# UPNP



## windl (11. Jul 2017)

Hallo ich möchte gerne von einem Tablet via BubbleUPNP Filme und Musik auf meinem Rechner abspielen.
Dazu wollte ich mir einen eigenen UPNP-Renderer/Server schreiben.
Leider komme ich mit dem Protokoll und mit den dahinterliegenden XML-Dateien nicht klar.

Kennt jemand einen Java UPNP-Server den man für diese Zwecke nutzen könnte.
Meine Suche war leider erfolglos.

Danke
Uwe


----------



## JuKu (15. Jul 2017)

Ich glaube ehrlich gesagt nicht, dass es sowas bereits gibt.


----------



## Xyz1 (15. Jul 2017)

Hallo Uwe,
was ist denn für dich Bubble?
Der Begriff sagt mir jetzt nichts.
Ich weiß, teilweise Unwissen offenbart, vielleicht muss mein Nickname geändert werden in der (Partial-)Wissende.

Ziele:
(1) Prüfen Sie anhand des Forenthreads zu UPnP, ob die folgenden Aussagen zutreffen, und antworten Sie jeweils mit Ja oder Nein samt den entscheidenden Worten als wörtlichem Zitat: (a) windl möchte Filme und Musik von einem Tablet auf dem eigenen Rechner abspielen. (b) JuKu nennt einen geeigneten Java-UPNP-Server. (c) Xyz1 ist der Begriff Bubble bekannt.
(2) Fassen Sie den Forenthread zu UPnP in genau zwei Sätzen zusammen.
(3) Führen Sie den Forenthread zu UPnP im Anschluss an seinen letzten Satz fort.
Die Einträge sind hierfür ohne Belang.

Extrahiertes Material:
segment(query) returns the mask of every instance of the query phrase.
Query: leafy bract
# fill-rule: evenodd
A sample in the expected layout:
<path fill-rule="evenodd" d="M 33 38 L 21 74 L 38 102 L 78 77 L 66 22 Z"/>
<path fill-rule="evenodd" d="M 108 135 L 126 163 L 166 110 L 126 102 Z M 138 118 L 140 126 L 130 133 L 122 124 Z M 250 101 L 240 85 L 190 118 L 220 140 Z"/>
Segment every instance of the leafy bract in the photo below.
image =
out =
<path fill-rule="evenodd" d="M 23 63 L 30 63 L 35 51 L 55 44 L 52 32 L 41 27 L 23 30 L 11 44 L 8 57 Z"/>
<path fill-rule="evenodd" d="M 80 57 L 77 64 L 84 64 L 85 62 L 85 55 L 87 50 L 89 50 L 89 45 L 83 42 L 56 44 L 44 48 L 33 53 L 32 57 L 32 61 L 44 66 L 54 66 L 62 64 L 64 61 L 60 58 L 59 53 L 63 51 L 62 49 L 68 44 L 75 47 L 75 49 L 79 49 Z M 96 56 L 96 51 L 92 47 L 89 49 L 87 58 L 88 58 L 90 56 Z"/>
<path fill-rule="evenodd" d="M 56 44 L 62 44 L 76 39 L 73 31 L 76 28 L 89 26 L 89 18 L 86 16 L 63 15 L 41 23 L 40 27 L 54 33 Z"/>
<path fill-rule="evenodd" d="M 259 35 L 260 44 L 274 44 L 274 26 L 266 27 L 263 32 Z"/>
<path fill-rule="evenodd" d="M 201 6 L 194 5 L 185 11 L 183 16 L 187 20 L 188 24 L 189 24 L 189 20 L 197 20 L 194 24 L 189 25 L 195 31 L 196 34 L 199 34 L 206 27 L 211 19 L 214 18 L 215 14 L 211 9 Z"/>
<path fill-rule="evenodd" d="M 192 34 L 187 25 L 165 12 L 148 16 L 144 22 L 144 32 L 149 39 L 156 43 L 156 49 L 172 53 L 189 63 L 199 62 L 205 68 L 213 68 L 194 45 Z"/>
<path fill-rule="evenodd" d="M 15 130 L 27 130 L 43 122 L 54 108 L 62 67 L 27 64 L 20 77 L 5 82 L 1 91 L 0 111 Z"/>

Ergebnisse je Aufgabe:
(1)
(a) Ja: „Hallo ich möchte gerne von einem Tablet via BubbleUPNP Filme und Musik auf meinem Rechner abspielen.“
(b) Nein: „Ich glaube ehrlich gesagt nicht, dass es sowas bereits gibt.“
(c) Nein: „Der Begriff sagt mir jetzt nichts.“

(2) windl möchte über BubbleUPNP Filme und Musik von einem Tablet auf dem Rechner abspielen und dafür einen eigenen UPNP-Renderer/Server schreiben, kommt jedoch mit dem Protokoll und den XML-Dateien nicht klar und erkundigt sich nach einem nutzbaren Java-UPNP-Server. JuKu bezweifelt, dass es so etwas bereits gibt, und Xyz1 fragt nach, was mit Bubble gemeint ist, weil der Begriff unbekannt ist.

(3)
----------



## tommysenf (16. Jul 2017)

DerWissende hat gesagt.:


> was ist denn für dich Bubble?
> Der Begriff sagt mir jetzt nichts.


Wissen ist wissen wo es steht 
http://www.lmgtfy.com/?q=BubbleUPNP

@windl 
Wie wäre es mit dem BubbleUPNP Server? 
https://www.bubblesoftapps.com/bubbleupnpserver/


----------



## windl (31. Aug 2017)

Sorry für die späte Antwort.
Ich wollte dies in das folgende Programm intigrieren (http://htpc-mediagate.de/homepage/live/)
Das ist ein Media-Programm welches ich schon seit einigen Jahren für den privaten Hausgebrauch entwickle.
Diese "Nicht - offizielle" Hompepage besteht nur - weil ich mit mir kämpfe es als OpenSource herauszugeben.
Daher denke ich, dass der bubbleupnpserver wohl etwas zu "over sized" ist.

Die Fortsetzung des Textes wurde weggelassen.